#### PROVIDED TEXT
Learn more about the modernization of nearly 600 years of history.

Historic architecture is often seen as an important part of our cultural heritage. Preserving it for future generations is a vital task. One way to achieve this goal is through restoration. Restoration involves the process of returning a building to its original state by repairing or reconstructing damaged or missing parts. 3D scanning technology supports in this case with the collection of data necessary for the rework of hundreds years worth of history.

The goal – restoration of 591-years-old history

Our most recent project took us to the oldest district of the city Braunschweig in Germany, called Magniviertel. Here the restoration work on a half-timbered house has been going on for the last years. With it also comes the preservation of a wooden beam which is an integral part of the building and decorates it with the inscription MCCCCXXXII. Thus, this beam makes the half-timbered house from 1432 one of the oldest dated ones. The complete and realistic preservation is a matter of great concern to the owner Christoph Borek as well as to the graduate restorer Julia Köhler and the building historian Elmar Arnhold. It helps to keep history alive.

A scanning approach following the motto “joint forces”
This project however requires a thorough understanding of the building’s original design, materials and construction methods along with 3D scanning technology for the necessary digitization. To join forces, we formed a team of ZEISS hard and software, years of expertise in 3D scanning at a3Ds as well as knowledge on the building, delivered by the restoration team.

For the rework of the building, a digital copy of the beam was needed. Therefore, we chose the portable, hand-held 3D scanning solution ZEISS T-SCAN hawk 2. It collects data of scanned objects and turns them into a digital twin in the inspection software. For further steps, the current condition of the wooden beam can be determined using the collected 3D data.

The generated scan is supposed to represent the positive and map the wear and possible defects. Later on in the process, the corresponding negative can be created using the digitization. With this approach we are able to restore the original shape of the beam before wear.

Choosing the right solution: portable 3D scanning

In the case of historic architecture, 3D scanning allows for a precise and accurate representation of the building’s original design. This technology can capture intricate details and measurements that might be difficult to record using traditional methods. With 3D scanning, restorers can create a detailed model of the building that can be studied and analyzed from every angle, giving a better understanding of its original form and construction.

#### DIRECTIONS
[a] Answer these from the half-timbered house text:
(i) In which district of Braunschweig is the house located?
(ii) What inscription appears on the wooden beam?
(iii) Which scanning solution was chosen to digitize the beam?
[b] Write the next paragraph of the half-timbered house text, picking up after its final sentence.

Excerpts of pointing data

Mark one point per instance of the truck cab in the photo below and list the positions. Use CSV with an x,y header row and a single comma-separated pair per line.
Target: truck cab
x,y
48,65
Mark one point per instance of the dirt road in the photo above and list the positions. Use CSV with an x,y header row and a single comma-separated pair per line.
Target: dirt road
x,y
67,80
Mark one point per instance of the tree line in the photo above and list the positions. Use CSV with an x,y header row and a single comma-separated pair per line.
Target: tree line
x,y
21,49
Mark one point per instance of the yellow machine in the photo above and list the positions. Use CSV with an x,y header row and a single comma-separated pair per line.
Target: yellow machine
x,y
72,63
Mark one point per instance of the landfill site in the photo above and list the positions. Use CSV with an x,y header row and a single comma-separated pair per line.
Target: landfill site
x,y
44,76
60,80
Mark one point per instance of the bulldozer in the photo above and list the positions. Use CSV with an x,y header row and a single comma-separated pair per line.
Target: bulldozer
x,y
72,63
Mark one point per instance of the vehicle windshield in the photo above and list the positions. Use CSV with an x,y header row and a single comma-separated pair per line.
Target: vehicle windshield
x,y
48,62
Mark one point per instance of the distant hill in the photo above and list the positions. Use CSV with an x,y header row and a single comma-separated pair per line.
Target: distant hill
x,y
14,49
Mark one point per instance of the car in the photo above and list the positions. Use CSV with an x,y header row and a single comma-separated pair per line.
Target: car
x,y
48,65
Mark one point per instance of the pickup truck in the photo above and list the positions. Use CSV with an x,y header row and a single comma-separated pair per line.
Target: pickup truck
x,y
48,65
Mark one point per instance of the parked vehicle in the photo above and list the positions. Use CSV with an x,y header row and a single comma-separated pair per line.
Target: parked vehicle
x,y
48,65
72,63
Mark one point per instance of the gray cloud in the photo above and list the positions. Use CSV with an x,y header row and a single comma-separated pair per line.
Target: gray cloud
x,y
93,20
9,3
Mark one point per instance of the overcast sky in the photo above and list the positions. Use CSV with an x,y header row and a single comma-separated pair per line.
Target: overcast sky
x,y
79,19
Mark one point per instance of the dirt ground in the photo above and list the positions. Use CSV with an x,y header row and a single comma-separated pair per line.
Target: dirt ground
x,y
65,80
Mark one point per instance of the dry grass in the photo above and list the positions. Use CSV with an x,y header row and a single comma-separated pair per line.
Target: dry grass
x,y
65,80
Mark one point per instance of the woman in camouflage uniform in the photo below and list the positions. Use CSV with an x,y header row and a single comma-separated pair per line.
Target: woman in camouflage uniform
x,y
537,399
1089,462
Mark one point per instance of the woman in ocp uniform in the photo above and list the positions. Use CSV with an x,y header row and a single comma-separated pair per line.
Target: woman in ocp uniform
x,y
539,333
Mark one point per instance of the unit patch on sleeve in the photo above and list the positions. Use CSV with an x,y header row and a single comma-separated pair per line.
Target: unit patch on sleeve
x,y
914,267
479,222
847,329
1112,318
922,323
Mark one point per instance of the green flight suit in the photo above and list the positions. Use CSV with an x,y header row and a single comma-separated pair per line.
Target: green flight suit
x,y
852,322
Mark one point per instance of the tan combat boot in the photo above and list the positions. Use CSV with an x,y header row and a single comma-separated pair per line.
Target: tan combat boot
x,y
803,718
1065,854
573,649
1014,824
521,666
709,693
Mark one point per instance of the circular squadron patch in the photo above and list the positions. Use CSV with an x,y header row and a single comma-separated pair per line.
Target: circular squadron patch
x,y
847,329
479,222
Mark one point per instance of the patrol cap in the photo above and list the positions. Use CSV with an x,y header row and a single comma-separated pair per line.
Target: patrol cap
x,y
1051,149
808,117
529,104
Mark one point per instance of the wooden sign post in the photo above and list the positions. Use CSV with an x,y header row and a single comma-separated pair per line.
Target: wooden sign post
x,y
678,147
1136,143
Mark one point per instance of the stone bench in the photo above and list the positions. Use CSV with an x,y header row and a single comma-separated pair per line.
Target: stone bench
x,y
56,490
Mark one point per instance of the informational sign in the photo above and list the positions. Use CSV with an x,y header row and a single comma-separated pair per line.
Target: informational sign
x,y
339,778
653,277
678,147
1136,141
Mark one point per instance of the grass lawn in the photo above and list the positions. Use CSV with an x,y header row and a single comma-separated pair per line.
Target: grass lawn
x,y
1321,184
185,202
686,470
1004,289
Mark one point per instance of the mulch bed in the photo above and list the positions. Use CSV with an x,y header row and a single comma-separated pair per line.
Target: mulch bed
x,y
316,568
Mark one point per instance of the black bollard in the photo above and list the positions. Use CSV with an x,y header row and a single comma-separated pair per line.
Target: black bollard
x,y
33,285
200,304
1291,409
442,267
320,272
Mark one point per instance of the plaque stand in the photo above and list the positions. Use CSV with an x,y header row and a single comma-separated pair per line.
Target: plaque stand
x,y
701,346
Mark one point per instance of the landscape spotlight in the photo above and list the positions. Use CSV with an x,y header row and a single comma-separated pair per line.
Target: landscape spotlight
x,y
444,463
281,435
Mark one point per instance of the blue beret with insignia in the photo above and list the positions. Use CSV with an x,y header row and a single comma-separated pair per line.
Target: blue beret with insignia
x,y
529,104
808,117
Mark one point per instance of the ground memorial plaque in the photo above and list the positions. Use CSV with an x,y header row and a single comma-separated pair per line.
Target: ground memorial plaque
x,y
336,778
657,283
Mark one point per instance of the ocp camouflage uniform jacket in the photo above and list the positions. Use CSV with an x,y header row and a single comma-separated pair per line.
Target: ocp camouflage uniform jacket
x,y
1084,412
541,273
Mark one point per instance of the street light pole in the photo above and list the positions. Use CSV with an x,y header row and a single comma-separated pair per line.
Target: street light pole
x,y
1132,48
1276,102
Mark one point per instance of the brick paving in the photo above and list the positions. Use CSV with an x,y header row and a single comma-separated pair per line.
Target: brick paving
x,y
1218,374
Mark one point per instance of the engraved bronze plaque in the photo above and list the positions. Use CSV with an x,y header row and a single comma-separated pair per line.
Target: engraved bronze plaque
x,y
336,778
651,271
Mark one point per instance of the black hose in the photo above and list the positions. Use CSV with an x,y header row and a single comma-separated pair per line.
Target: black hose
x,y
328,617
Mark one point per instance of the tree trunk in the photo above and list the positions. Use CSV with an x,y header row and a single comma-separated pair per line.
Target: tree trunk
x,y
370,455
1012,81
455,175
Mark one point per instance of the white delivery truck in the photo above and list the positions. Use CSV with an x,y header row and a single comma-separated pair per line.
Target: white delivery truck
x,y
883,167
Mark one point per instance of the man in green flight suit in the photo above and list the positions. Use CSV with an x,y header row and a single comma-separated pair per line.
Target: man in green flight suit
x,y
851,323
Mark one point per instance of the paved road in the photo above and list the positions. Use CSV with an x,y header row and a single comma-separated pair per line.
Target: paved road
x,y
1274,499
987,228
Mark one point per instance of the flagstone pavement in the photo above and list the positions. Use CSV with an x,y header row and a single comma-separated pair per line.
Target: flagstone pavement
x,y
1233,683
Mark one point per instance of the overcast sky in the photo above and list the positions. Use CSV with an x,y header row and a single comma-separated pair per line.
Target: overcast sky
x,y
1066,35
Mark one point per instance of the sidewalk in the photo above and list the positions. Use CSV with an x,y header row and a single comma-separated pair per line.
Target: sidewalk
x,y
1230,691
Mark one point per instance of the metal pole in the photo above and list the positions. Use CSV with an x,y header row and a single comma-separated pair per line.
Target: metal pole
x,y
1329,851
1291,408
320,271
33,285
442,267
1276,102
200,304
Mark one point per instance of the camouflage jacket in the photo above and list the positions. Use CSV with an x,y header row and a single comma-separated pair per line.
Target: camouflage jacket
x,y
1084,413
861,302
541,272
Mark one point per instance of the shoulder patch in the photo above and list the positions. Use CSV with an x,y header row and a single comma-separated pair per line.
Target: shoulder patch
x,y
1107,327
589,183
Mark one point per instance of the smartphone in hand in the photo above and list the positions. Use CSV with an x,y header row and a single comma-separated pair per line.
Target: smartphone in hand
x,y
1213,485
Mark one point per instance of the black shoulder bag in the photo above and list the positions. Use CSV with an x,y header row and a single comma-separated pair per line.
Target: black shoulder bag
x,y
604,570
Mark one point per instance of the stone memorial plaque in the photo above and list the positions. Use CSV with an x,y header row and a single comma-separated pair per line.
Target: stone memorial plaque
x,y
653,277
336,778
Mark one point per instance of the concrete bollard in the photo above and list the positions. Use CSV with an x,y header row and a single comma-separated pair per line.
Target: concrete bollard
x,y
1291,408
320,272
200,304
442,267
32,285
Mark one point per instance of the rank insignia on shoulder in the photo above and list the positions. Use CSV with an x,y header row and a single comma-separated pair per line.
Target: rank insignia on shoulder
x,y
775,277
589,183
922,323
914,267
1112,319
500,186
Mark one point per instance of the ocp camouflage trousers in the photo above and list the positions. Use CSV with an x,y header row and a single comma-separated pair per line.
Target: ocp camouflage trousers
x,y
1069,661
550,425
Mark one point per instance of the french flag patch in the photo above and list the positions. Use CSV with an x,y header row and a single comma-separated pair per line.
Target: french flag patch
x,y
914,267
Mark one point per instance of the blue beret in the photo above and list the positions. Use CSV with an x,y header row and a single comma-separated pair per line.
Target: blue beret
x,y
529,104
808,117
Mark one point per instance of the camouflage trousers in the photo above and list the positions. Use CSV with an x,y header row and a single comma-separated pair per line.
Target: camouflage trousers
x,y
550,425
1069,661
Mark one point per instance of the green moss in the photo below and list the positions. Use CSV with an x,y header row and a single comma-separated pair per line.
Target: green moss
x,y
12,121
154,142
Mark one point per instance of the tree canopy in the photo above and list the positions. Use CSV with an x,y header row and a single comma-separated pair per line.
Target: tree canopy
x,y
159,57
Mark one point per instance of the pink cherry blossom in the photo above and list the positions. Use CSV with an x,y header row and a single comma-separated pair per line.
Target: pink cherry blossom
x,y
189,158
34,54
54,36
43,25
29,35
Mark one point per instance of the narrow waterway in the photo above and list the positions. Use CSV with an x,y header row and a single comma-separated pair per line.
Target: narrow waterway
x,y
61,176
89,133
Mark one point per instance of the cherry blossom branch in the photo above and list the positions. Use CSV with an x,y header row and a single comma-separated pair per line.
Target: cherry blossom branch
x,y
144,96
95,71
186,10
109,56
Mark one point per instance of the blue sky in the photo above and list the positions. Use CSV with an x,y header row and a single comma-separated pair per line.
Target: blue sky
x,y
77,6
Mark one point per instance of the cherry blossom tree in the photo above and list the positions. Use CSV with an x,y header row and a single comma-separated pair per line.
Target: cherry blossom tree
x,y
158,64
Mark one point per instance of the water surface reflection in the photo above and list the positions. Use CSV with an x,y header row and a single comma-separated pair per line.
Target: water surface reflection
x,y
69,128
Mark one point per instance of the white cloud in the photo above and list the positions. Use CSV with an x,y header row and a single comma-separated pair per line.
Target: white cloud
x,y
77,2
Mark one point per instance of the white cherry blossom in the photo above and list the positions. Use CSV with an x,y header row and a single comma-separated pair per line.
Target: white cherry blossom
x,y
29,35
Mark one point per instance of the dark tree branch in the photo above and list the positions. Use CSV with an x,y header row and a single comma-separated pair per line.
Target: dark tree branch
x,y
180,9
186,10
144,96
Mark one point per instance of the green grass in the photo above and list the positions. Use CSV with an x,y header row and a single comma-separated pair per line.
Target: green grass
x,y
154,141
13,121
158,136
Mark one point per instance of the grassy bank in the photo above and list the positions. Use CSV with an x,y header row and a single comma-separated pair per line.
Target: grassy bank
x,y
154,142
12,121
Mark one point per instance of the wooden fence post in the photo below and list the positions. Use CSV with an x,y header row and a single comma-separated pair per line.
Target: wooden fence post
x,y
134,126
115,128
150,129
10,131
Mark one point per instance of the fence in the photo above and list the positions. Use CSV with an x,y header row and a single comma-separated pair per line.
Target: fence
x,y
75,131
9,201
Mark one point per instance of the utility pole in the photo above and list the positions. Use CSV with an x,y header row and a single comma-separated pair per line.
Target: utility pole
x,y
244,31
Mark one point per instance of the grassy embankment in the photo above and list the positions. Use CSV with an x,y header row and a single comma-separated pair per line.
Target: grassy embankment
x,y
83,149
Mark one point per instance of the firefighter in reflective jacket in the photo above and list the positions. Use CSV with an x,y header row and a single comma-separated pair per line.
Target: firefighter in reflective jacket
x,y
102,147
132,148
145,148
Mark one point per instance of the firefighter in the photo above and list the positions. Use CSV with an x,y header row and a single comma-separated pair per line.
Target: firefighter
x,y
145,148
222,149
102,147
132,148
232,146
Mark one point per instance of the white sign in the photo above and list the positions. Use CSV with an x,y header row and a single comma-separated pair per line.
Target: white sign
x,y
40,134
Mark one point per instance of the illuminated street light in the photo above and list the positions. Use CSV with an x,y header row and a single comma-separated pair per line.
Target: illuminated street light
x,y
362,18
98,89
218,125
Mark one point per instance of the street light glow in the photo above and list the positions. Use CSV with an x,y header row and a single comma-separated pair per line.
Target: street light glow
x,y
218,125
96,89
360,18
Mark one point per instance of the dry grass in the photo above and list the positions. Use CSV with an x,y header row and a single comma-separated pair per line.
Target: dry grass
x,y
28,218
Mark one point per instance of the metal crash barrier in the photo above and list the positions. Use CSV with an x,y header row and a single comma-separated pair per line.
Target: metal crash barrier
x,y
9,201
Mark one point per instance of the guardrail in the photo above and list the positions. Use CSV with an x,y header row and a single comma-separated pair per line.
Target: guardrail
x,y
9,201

#### IN RESPONSE
[a]
(i) Magniviertel
(ii) MCCCCXXXII
(iii) ZEISS T-SCAN hawk 2

[b]
One of the main benefits of 3D scanning for restoration is that it allows restorers to identify and analyze any damage or deterioration of the structure. By scanning the building, areas of damage or wear can be identified. Additionally, 3D scanning can help restorers spot any missing or damaged parts of the building. This information can be used to create accurate replicas of missing elements, helping to restore the building to its original form. Another benefit of 3D scanning is that it can aid in the planning and execution of the restoration process. With a detailed digital model of the building, creating a plan for the restoration, that takes into account the original design and construction methods, is possible. This can help ensure that the restoration is faithful to the building’s original form, materials, and style.

Now that we have clarified the benefits of using optical 3D metrology, let’s have a closer look at the 3D scanning process on site.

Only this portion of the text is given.